**Task prompt**. Can you rewrite the records from the line containing "of the rack" through the end of the records, both ends included, and give only those lines? Keep every request and its sample coordinates unchanged, but multiply each answer coordinate by 1.9 and round it to a whole number, with halves rounded up.

**Source records**.
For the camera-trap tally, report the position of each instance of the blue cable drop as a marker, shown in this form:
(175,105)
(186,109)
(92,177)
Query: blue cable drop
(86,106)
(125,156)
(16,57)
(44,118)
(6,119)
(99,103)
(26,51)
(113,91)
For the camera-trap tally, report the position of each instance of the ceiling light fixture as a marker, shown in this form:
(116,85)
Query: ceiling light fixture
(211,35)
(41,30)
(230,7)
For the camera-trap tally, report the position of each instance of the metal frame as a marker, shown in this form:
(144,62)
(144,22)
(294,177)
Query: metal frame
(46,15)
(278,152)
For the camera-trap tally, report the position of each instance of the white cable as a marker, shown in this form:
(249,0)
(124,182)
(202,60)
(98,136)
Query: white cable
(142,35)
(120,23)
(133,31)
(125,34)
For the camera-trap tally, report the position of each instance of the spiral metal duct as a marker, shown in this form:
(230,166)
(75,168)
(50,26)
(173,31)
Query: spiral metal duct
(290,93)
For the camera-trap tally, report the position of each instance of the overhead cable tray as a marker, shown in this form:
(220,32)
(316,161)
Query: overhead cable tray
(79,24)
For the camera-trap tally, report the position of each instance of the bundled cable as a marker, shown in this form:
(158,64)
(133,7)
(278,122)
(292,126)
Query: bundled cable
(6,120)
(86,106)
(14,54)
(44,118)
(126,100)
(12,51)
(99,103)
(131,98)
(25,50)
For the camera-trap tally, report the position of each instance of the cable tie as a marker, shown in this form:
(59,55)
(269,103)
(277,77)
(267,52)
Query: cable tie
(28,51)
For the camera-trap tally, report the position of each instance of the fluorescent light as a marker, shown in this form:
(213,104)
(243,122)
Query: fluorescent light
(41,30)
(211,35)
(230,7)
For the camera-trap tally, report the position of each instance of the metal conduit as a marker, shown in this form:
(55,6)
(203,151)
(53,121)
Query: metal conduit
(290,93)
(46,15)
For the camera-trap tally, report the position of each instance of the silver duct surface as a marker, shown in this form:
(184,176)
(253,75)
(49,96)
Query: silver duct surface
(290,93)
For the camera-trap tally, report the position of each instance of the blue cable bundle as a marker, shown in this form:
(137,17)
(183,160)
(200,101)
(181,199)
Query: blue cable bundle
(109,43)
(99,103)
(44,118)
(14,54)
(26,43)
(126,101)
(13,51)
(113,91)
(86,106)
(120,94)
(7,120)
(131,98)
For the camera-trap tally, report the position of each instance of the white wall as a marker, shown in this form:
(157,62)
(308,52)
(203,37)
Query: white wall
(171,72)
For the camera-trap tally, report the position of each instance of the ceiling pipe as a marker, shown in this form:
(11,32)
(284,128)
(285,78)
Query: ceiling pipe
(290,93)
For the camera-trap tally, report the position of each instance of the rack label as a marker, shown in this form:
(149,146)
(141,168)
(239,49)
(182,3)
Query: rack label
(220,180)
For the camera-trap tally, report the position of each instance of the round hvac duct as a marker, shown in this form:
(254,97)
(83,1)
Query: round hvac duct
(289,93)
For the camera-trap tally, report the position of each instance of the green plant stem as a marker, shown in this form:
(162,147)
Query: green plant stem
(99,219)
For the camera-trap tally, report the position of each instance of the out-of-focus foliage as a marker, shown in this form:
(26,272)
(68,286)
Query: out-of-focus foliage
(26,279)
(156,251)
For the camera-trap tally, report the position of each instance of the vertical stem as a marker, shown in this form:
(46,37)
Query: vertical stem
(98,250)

**Output below**.
For the camera-trap tally, report the position of each instance of the rack label as a marker, shown in this form:
(149,146)
(141,168)
(239,49)
(182,3)
Query: rack label
(418,342)
For the camera-trap tally, report the position of each instance of the round hvac duct as a marker, shown in this form:
(254,97)
(83,1)
Query: round hvac duct
(549,177)
For the camera-trap tally, report the position of each instance of the green plant stem as a marker, shown in this form:
(162,147)
Query: green plant stem
(188,416)
For the camera-trap tally, report the position of each instance of the out-of-focus foliage as a marker, shown in this form:
(26,272)
(68,286)
Query: out-of-focus foliage
(49,530)
(296,477)
For the camera-trap tally, report the position of each instance of the vertical stem as a marker, shown in this form:
(46,37)
Query: vertical stem
(186,475)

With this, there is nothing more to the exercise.